WRITTEN PROBLEM - Please keep only the lines of the material below that contain the string "vase", treating uppercase and lowercase as different.

EXTRACTED INFORMATION -
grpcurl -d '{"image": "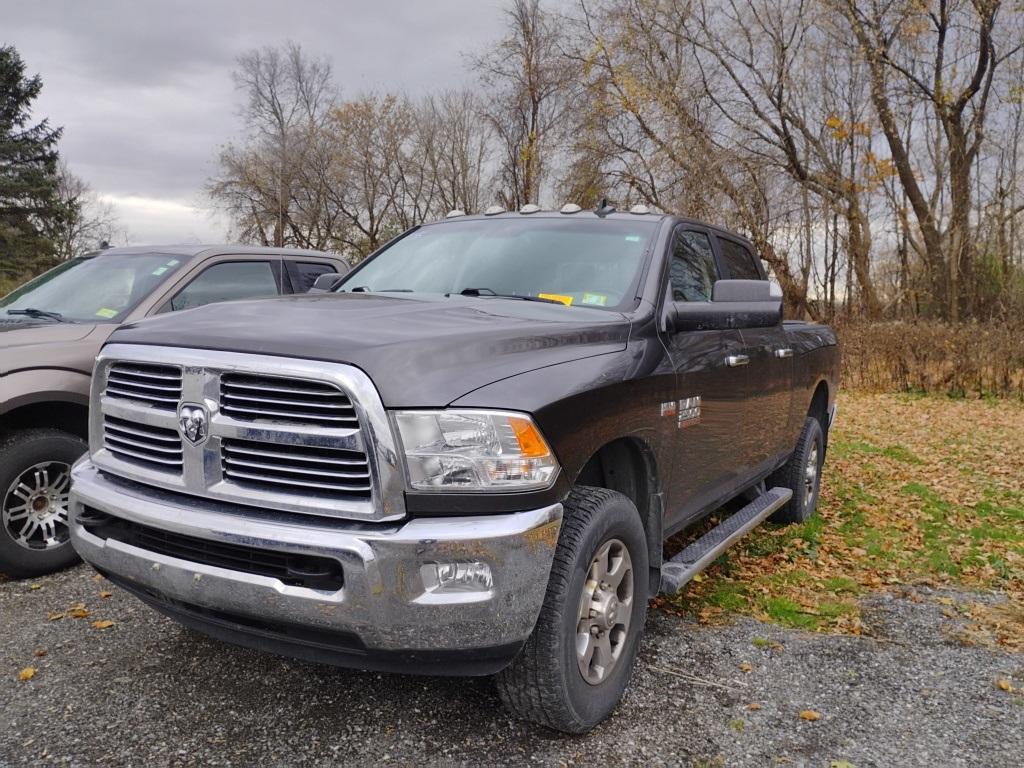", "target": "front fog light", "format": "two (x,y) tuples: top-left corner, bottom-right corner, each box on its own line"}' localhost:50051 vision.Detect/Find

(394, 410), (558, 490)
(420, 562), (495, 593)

--

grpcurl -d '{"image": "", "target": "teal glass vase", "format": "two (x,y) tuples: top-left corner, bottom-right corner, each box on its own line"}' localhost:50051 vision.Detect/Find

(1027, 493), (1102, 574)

SOLUTION TO THE PROBLEM -
grpcurl -d '{"image": "", "target": "teal glass vase", "format": "two (x,y) tuples: top-left corner, bottom-right corner, each box on its own line"}' localhost:50051 vision.Detect/Find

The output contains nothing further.